## start

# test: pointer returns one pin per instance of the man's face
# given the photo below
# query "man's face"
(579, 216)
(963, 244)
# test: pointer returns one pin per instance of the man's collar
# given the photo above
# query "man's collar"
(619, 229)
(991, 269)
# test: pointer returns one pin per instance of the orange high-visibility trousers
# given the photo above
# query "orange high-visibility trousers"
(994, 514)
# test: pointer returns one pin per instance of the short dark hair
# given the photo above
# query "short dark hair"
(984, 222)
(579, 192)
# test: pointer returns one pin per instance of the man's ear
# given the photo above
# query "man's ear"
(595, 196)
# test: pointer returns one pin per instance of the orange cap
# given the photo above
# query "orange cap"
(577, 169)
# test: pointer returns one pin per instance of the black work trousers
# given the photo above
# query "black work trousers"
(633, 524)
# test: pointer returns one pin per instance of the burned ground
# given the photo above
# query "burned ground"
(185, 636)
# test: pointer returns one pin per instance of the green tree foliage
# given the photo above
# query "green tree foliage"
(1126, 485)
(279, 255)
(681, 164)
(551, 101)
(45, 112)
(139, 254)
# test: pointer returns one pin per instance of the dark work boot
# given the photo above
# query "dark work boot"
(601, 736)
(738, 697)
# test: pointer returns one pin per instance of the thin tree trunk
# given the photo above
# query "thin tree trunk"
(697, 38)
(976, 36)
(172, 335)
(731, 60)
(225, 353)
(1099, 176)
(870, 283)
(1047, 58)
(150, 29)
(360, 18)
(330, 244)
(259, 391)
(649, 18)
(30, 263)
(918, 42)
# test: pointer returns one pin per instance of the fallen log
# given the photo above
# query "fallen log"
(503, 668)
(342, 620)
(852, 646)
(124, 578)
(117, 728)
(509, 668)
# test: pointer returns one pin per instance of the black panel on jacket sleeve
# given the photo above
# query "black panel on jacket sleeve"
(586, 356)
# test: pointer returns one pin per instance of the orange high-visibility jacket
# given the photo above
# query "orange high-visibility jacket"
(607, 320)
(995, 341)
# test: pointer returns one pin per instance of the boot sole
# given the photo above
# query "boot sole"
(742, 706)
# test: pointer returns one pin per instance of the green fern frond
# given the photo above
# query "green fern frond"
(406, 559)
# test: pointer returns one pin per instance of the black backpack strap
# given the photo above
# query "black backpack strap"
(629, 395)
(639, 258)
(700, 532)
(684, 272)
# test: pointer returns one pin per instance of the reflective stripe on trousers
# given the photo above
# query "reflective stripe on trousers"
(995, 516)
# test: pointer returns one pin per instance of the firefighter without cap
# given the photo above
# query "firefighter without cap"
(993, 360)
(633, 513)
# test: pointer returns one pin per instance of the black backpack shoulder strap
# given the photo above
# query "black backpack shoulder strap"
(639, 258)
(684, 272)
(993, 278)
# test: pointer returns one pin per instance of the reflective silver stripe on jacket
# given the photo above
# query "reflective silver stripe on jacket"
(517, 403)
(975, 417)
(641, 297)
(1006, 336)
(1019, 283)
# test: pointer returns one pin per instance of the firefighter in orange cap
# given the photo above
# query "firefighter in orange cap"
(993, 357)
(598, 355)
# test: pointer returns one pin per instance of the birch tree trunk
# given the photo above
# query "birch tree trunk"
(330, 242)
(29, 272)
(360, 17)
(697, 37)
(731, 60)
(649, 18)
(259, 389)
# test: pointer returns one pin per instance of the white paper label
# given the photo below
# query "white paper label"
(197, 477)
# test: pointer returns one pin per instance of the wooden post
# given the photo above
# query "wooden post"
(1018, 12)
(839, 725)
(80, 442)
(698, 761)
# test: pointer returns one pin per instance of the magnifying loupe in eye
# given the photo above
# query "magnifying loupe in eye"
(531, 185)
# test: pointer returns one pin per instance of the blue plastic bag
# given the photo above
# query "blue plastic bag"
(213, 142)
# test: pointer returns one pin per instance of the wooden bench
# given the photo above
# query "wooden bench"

## end

◆ Objective ◆
Using the data above, repeat every line exactly.

◆ Response to the task ◆
# test: pointer returns one pin per instance of the man's face
# given the photo below
# query "man's face"
(579, 216)
(963, 244)
# test: pointer returns one pin per instance of the man's collar
# given the photo above
# query "man's collar"
(619, 229)
(991, 269)
# test: pointer returns one pin per instance of the orange high-visibility trousers
# given the photo above
# query "orange high-visibility trousers"
(994, 514)
# test: pointer returns one pin per instance of the short dark hair
# given the photo above
# query "short dark hair"
(984, 222)
(579, 192)
# test: pointer returns one pin per instance of the man's ear
# given the photo above
# query "man's ear"
(595, 196)
# test: pointer returns one pin per instance of the orange cap
# given the photo above
# query "orange cap"
(577, 169)
# test: pointer returns one pin per instance of the black work trousers
# given the photo above
# query "black work trousers"
(633, 524)
# test: pointer returns one pin per instance of the burned ground
# given the photo above
# query "burned ground"
(185, 636)
# test: pointer returns one pin per instance of the green tree foliage
# given the photo above
# query "green tree foliage"
(1126, 485)
(279, 255)
(681, 164)
(551, 101)
(45, 112)
(139, 254)
# test: pointer returns one pin per instance of the dark work boot
# given the photo above
# query "dark work boot"
(601, 736)
(738, 697)
# test: pointer returns one pin per instance of the thin tree trunk
# given the photo above
# query "thin tree trunk"
(697, 38)
(976, 36)
(172, 335)
(731, 60)
(225, 353)
(1099, 176)
(870, 283)
(1047, 58)
(150, 29)
(360, 18)
(330, 244)
(259, 391)
(649, 18)
(30, 263)
(918, 42)
# test: pointer returns one pin per instance of the fallen log
# given the photo above
# query "fallen log"
(503, 668)
(342, 620)
(852, 646)
(124, 578)
(117, 728)
(509, 668)
# test: pointer returns one pin per instance of the black panel on jacket sleeve
# given the photo above
# query "black panel on jacket sleeve"
(586, 356)
# test: pointer returns one pin per instance of the orange high-visibility jacket
# given the photo above
# query "orange high-visibility jacket"
(607, 320)
(995, 341)
# test: pointer returns one pin per instance of the boot sole
# given the photo above
# query "boot sole"
(742, 706)
# test: pointer returns one pin per instance of the green fern frond
# given the photo above
# query "green fern frond"
(406, 559)
# test: pointer returns one pin per instance of the black backpack strap
# given the photo above
# query "black backpack strap"
(629, 395)
(639, 258)
(700, 532)
(684, 272)
# test: pointer returns one pin per instance of the reflective stripe on trousers
# given the photo above
# query "reflective stripe on trousers"
(995, 516)
# test: pointer returns one pin per instance of the firefighter without cap
# given the photo above
# query "firefighter without cap"
(993, 360)
(633, 513)
# test: pointer returns one pin per instance of the black backpack shoulder strap
# given the photo above
# query "black backpack shoulder strap"
(639, 258)
(684, 272)
(993, 278)
# test: pointer returns one pin per instance of the reflective silver stripe on jacket
# given the photo above
# query "reflective silver stripe on jacket"
(517, 403)
(975, 417)
(641, 297)
(1006, 336)
(1019, 283)
# test: pointer returns one pin per instance of the firefighter in orange cap
# given the photo above
# query "firefighter in orange cap"
(993, 357)
(598, 355)
# test: pointer returns one pin per instance of the birch tree trunk
# given the photo above
# query "birch tree trunk"
(330, 242)
(29, 272)
(360, 17)
(697, 37)
(731, 60)
(649, 18)
(259, 389)
# test: pointer returns one pin per instance of the white paper label
# given the photo below
# query "white paper label"
(197, 477)
# test: pointer returns one pin per instance of the wooden post
# given the photo above
# query "wooden post"
(1018, 12)
(839, 725)
(80, 442)
(698, 761)
# test: pointer returns one pin per instance of the magnifying loupe in eye
# given the photo above
# query "magnifying loupe in eye"
(531, 185)
# test: pointer returns one pin per instance of the blue plastic bag
# given the photo above
# query "blue plastic bag"
(213, 142)
# test: pointer returns one pin per instance of the wooden bench
# given the photo above
# query "wooden bench"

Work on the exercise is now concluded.